[Excerpts of location labeling data]
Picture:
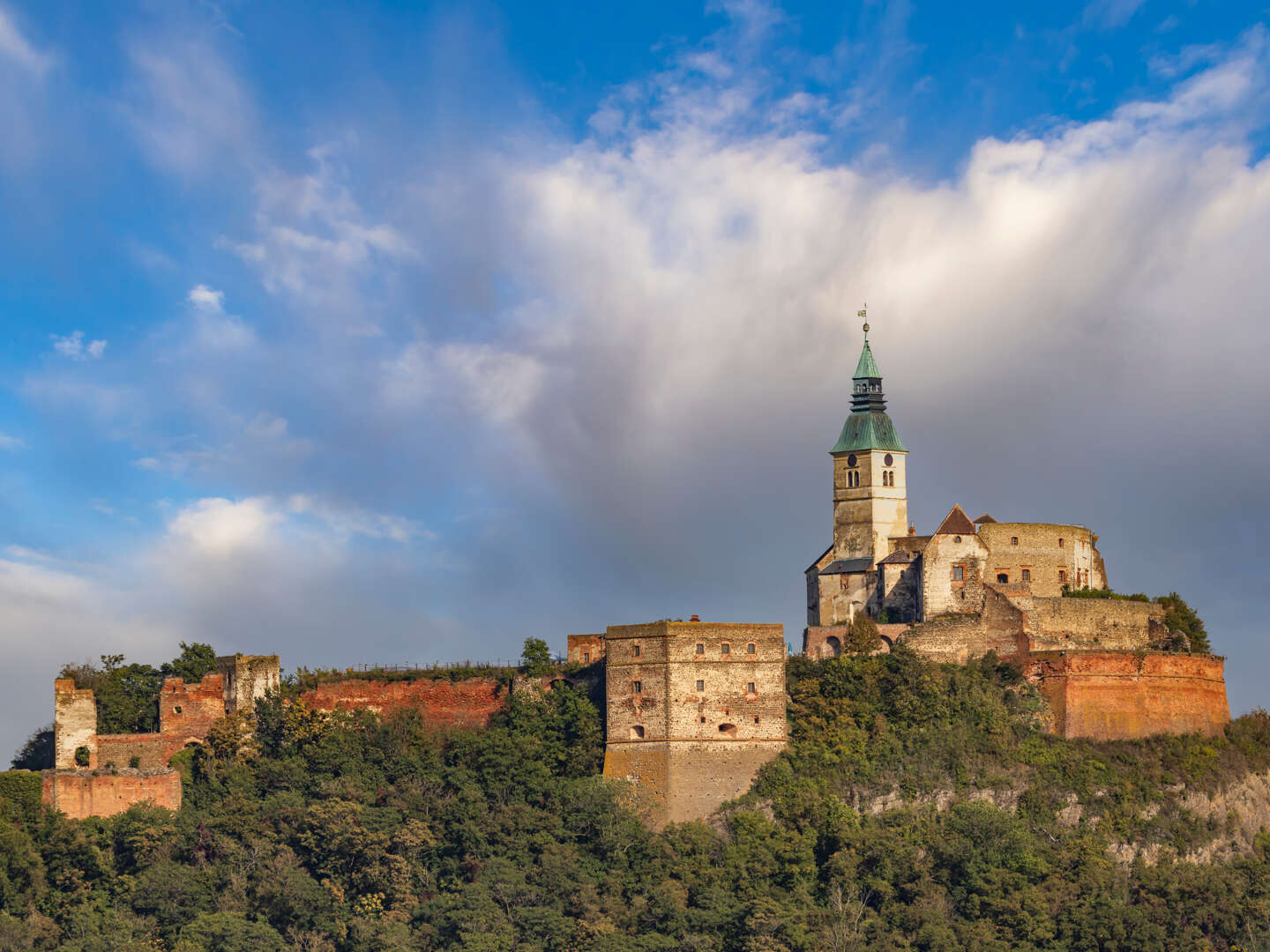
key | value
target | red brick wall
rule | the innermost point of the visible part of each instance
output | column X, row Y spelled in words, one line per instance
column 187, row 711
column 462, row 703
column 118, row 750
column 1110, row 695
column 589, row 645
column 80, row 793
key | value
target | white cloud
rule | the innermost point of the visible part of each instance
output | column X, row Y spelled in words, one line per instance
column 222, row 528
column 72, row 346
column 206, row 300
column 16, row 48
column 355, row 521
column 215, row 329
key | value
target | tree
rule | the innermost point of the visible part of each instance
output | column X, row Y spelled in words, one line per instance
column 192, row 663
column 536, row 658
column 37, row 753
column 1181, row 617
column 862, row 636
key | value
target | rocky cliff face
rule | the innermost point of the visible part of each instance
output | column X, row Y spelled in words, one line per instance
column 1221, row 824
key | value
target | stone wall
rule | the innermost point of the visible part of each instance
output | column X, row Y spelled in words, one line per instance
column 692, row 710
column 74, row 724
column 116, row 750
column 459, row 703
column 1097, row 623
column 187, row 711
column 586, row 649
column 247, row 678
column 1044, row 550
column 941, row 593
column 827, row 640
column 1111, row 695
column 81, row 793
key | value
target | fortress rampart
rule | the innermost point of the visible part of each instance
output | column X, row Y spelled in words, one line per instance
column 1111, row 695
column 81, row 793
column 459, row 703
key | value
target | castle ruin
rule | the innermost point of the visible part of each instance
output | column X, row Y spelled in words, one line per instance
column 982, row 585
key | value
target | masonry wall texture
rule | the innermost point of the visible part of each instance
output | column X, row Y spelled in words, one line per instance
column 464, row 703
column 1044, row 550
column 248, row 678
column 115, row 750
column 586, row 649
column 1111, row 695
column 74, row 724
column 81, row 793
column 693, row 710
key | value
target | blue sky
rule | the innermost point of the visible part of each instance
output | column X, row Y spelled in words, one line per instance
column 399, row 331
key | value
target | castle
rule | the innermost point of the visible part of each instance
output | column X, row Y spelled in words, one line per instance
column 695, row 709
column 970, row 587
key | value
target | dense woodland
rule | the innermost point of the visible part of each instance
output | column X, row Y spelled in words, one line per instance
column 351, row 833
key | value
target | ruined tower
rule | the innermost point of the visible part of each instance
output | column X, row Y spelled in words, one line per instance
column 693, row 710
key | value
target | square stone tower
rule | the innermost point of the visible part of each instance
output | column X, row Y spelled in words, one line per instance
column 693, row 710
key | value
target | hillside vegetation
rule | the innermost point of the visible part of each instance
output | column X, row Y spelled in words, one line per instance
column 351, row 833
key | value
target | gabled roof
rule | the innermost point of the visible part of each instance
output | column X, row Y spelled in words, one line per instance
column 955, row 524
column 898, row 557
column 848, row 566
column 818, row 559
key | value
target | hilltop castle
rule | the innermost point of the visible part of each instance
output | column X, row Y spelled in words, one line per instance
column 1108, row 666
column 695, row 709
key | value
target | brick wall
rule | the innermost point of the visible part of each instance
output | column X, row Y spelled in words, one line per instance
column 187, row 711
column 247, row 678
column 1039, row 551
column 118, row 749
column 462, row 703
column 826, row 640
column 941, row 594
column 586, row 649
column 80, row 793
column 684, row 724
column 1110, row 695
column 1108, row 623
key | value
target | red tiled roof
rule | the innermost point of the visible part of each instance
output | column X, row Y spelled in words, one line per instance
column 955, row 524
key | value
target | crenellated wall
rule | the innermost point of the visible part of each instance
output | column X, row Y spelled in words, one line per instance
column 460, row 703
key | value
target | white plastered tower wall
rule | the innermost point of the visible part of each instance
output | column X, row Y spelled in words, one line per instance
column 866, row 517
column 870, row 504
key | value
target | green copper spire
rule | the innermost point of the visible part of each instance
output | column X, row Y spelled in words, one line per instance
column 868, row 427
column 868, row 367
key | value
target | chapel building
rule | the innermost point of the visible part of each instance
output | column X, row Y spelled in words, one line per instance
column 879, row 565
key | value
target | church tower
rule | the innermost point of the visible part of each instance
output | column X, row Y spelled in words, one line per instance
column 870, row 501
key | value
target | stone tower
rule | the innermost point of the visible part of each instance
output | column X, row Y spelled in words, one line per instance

_WRITTEN REQUEST_: Rewrite all the rows above as a numbered list, skipping any blank lines. Leave the pictures out of your answer.

_SOLUTION TO THE EXERCISE_:
1. Picture:
2. key | value
3. target | red brick wall
4. rule | the innermost point of the visible part of each instance
5. output | column X, row Y spelled in words, one line per instance
6. column 187, row 711
7. column 462, row 703
8. column 118, row 750
9. column 1110, row 695
10. column 589, row 645
11. column 80, row 793
12. key | value
13. target | white cloud
14. rule | the innermost point of the visible part of each instance
15. output | column X, row Y spelled in words, one line per instance
16. column 222, row 528
17. column 72, row 346
18. column 206, row 300
19. column 16, row 48
20. column 355, row 521
21. column 215, row 329
22. key | value
23. target | tree
24. rule | the innermost point of the visible part of each instance
25. output | column X, row Y spelled in words, one line per instance
26. column 192, row 663
27. column 536, row 658
28. column 37, row 753
29. column 1181, row 617
30. column 862, row 636
31. key | value
32. target | rocky cliff face
33. rule | the innermost point of the visible part of each instance
34. output | column X, row Y spelled in words, one line per instance
35. column 1221, row 824
36. key | value
37. target | stone wall
38. rule | the innermost point of the visible part of each instance
39. output | column X, row Y spelled in words, one line per instance
40. column 692, row 710
41. column 74, row 724
42. column 116, row 750
43. column 459, row 703
44. column 1097, row 623
45. column 187, row 711
46. column 586, row 649
47. column 247, row 678
48. column 1044, row 550
49. column 941, row 593
50. column 827, row 640
51. column 1111, row 695
52. column 81, row 793
53. key | value
54. target | fortress rampart
55. rule | the innermost point of the visible part of each instance
56. output | column X, row Y spelled in words, one line per instance
57. column 1111, row 695
58. column 81, row 793
59. column 459, row 703
60. key | value
61. target | castle ruin
62. rule | the innermost point of the visible part of each instance
63. output | column X, row Y spelled in words, one line per instance
64. column 982, row 585
65. key | value
66. target | masonry wall texture
67. rule | the innermost point of the visible part of each instance
68. output | column X, row Y spelled in words, one line per instance
69. column 464, row 703
70. column 1044, row 550
71. column 248, row 678
72. column 115, row 750
73. column 586, row 649
74. column 1111, row 695
75. column 74, row 724
76. column 81, row 793
77. column 693, row 710
78. key | value
79. target | blue sky
80. rule | the innermost point of the visible part of each instance
81. output | column X, row Y spelled in words, one line per instance
82. column 399, row 331
83. key | value
84. target | castle
85. rule | the innermost point of the visible part of each instance
86. output | column X, row Y spelled in words, one line per instance
87. column 695, row 709
88. column 970, row 587
89. key | value
90. target | dense woodland
91. rule | the innermost point of the visible part of each instance
92. output | column X, row Y spelled in words, one line per instance
93. column 351, row 833
94. key | value
95. target | ruined tower
96. rule | the innermost point of the visible part of each instance
97. output | column X, row Y spelled in words, one line per instance
98. column 693, row 710
99. key | value
100. target | square stone tower
101. rule | the innermost point of the visible part of each instance
102. output | column X, row Y spelled in words, one line per instance
103. column 693, row 710
104. key | value
105. target | hillside vegetation
106. rule | the innermost point of the visible part of each instance
107. output | column X, row Y spelled in words, one line per instance
108. column 351, row 833
109. key | value
110. target | gabled roof
111. rule | the innermost point of the visible part of each instance
112. output | column X, row Y spelled in words, one line per instance
113. column 955, row 524
114. column 898, row 557
115. column 848, row 566
116. column 818, row 559
117. key | value
118. target | hilltop castle
119. rule | the innermost point of the visible part of each instance
120. output | column X, row Y spelled in words, one line per instance
121. column 1108, row 666
122. column 695, row 709
123. key | value
124. target | brick wall
125. rule | the innermost point of the visible part of each instance
126. output | column X, row Y spelled in words, one line per instance
127. column 187, row 711
128. column 247, row 678
129. column 1039, row 551
130. column 118, row 749
131. column 462, row 703
132. column 826, row 640
133. column 941, row 594
134. column 586, row 649
135. column 80, row 793
136. column 684, row 724
137. column 1110, row 695
138. column 1108, row 623
139. key | value
140. target | red tiled roof
141. rule | the innermost point of the visible part of each instance
142. output | column X, row Y spelled in words, one line per instance
143. column 955, row 524
144. key | value
145. target | crenellated wall
146. rule | the innermost point of the visible part of each instance
147. output | column X, row Y spelled in words, one line per instance
148. column 460, row 703
149. key | value
150. target | white plastered tower wall
151. rule | the innermost point of the visible part of each instance
152. output | column X, row Y spelled in words, one line per instance
153. column 866, row 517
154. column 870, row 504
155. key | value
156. target | green copper spire
157. rule | the innermost point of the visible part of each instance
158. output | column X, row Y spelled in words, one line per instance
159. column 868, row 427
160. column 868, row 367
161. key | value
162. target | chapel building
163. rule | the innermost point of the visible part of each instance
164. output | column X, row Y spelled in words, one line per instance
165. column 879, row 565
166. key | value
167. target | church tower
168. rule | the innermost point of the visible part of each instance
169. output | column X, row Y spelled in words, one line per instance
170. column 870, row 501
171. key | value
172. target | stone tower
173. rule | the innermost point of the visible part of each instance
174. output | column X, row Y spelled in words, one line per instance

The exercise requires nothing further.